- To be done:
Write the records below out again exactly as given, with no images.
* * * * *
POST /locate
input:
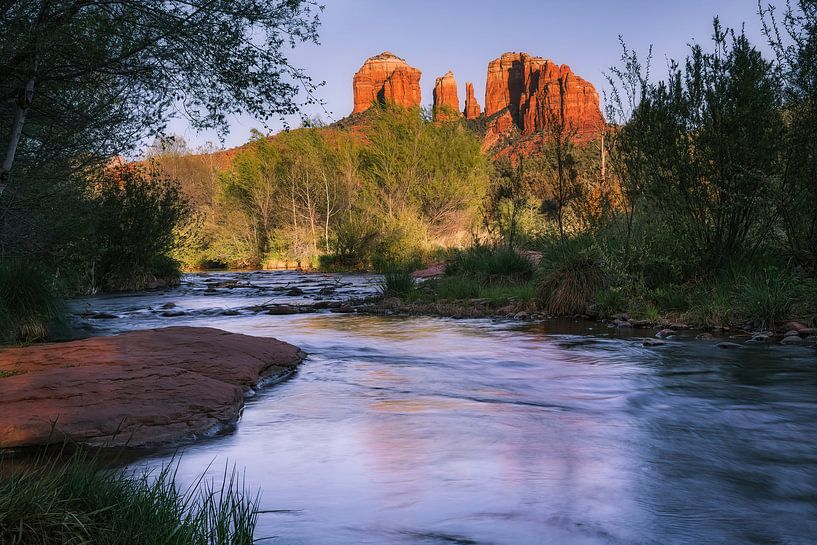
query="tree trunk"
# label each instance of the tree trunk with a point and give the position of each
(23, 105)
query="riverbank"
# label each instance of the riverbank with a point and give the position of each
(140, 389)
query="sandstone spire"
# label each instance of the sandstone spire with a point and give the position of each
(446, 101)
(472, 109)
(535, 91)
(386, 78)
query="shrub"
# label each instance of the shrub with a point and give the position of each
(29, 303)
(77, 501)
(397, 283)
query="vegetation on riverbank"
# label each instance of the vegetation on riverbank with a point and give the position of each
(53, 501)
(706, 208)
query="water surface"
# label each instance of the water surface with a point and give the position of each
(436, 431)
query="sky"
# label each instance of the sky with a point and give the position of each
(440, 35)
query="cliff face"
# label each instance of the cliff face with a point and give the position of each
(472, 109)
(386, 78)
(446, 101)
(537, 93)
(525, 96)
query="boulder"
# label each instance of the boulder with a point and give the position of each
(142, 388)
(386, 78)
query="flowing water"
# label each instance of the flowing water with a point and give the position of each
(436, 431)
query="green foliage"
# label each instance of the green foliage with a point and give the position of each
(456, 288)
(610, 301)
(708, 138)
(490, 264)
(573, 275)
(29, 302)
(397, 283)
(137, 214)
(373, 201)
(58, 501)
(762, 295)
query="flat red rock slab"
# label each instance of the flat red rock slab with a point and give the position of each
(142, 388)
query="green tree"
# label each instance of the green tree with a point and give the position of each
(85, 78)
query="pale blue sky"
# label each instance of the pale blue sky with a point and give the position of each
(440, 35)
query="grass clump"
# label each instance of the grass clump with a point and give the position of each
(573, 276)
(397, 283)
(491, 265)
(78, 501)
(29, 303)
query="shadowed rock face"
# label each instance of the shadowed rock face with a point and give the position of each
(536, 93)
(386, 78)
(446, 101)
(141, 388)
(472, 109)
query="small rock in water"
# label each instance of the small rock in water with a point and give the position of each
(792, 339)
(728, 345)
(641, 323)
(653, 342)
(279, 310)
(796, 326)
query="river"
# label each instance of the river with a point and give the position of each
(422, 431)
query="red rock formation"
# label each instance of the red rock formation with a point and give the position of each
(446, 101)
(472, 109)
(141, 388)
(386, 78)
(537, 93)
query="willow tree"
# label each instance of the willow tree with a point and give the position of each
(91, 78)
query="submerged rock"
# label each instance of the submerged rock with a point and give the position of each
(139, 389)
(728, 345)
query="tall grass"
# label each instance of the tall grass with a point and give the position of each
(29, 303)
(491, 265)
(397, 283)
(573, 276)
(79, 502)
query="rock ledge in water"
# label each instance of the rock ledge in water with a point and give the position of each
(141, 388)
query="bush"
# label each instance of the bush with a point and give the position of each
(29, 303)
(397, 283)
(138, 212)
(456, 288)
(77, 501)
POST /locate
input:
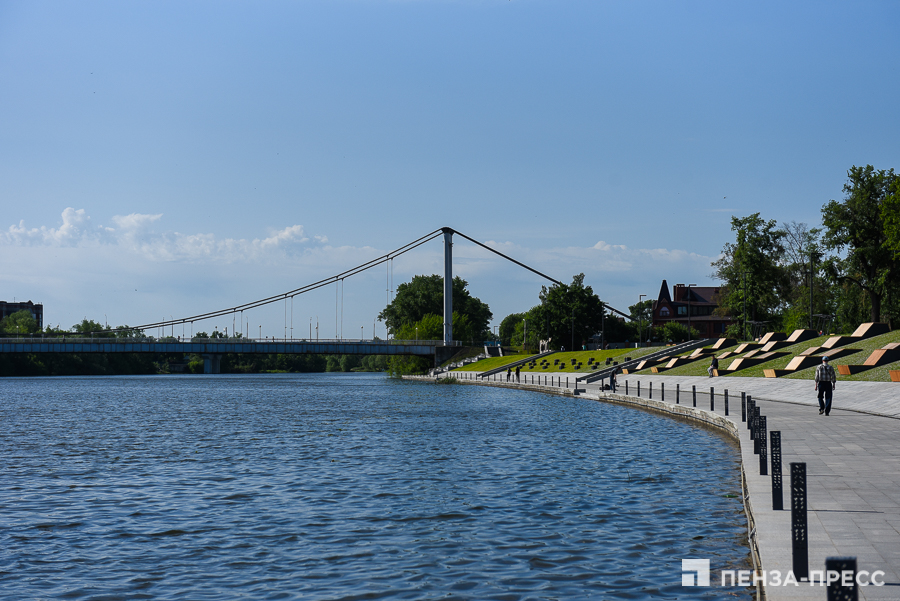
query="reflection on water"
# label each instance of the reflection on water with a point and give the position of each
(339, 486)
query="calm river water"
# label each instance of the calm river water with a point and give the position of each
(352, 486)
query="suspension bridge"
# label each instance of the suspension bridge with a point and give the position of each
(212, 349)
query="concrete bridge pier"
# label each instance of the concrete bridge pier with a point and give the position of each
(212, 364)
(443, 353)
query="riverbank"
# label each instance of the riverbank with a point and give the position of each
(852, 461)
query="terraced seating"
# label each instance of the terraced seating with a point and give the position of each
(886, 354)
* * * * *
- Exercise result:
POST /locate
input:
query="tree trunk"
# label each instance of the tree trunk with a point and give the position of each
(23, 105)
query="riverbank"
# label each instance of the riverbank with a point and give the position of each
(140, 389)
query="sandstone spire"
# label each instance of the sandstone spire with a point and give the position of each
(446, 101)
(472, 109)
(535, 91)
(386, 78)
query="shrub"
# label each instance of the shrub with a point and give the position of each
(29, 303)
(77, 501)
(397, 283)
query="vegetation on riverbank"
# label each instance of the vegetation on riverbank with a point and give the position of each
(53, 501)
(706, 208)
query="water surface"
# label each instance of the water surface with a point and give the position of each
(436, 431)
query="sky"
# label each instance of the sky with a point and give the position of each
(440, 35)
query="cliff face"
# label each instance of the cliff face with a point and give the position of each
(472, 109)
(386, 78)
(446, 101)
(537, 93)
(525, 96)
query="boulder"
# label each instance of the boulder with a point and give the position of each
(142, 388)
(386, 78)
query="flowing water"
# label each instance of the flowing water with a point and give the position of each
(436, 431)
query="green foliage"
# label each instance of the green foliage with a point and give the position of each
(456, 288)
(610, 301)
(708, 138)
(490, 264)
(573, 275)
(29, 302)
(397, 283)
(137, 214)
(373, 201)
(58, 501)
(762, 295)
query="flat red rock slab"
# label each instance of the flat red rock slab with a point and give the position of each
(142, 388)
query="green tree"
# label each instance of the green tree with a point and give the position of each
(85, 78)
query="pale blue sky"
# label each instance of the pale blue sky with a point and give the position of each
(440, 35)
query="grass clump"
# label each instance of the grass clump with a point and give the position of each
(573, 276)
(397, 283)
(491, 265)
(78, 501)
(29, 303)
query="shadowed rock face"
# label each instance of the shadowed rock face with a point and give the position of each
(536, 93)
(386, 78)
(446, 101)
(141, 388)
(472, 109)
query="small rock in water"
# label each instance of the small rock in water with a point and give the position of each
(792, 339)
(728, 345)
(641, 323)
(653, 342)
(279, 310)
(796, 326)
query="river"
# label each instance of the river with a point and give the position of each
(422, 431)
query="red rock formation"
# label each instance of the red rock formation with a point and give the position of each
(446, 101)
(472, 109)
(141, 388)
(386, 78)
(537, 93)
query="willow tree"
# label each instance of the willow tree with a point and give the position of each
(91, 78)
query="submerged rock"
# label each instance of the submerged rock with a point and give the position of each
(139, 389)
(728, 345)
query="tall grass"
# label each instance of the tall grass with a point and give the position of each
(29, 303)
(491, 265)
(397, 283)
(573, 276)
(79, 502)
query="rock ledge in water"
# label each instance of the rock ledge in water with a point and give the position of each
(141, 388)
query="bush"
# label each instance of the bush with a point and give the position of each
(29, 303)
(397, 283)
(138, 212)
(456, 288)
(77, 501)
POST /locate
input:
query="reflection on water"
# label each instance of the reflection on water with a point and give the position of each
(339, 486)
query="calm river water"
# label each instance of the calm river water with a point and give the position of each
(352, 486)
query="suspension bridge"
# label each instance of the suspension bridge with a point and give the position of each
(212, 349)
query="concrete bridge pier"
# label each instance of the concrete bridge pier with a point and give the position of each
(212, 364)
(443, 353)
query="riverbank"
# label each instance of the riverbank with a point and give the position of each
(852, 461)
query="terraced seating"
# label each instance of the terraced seating with a point and give the position of each
(886, 354)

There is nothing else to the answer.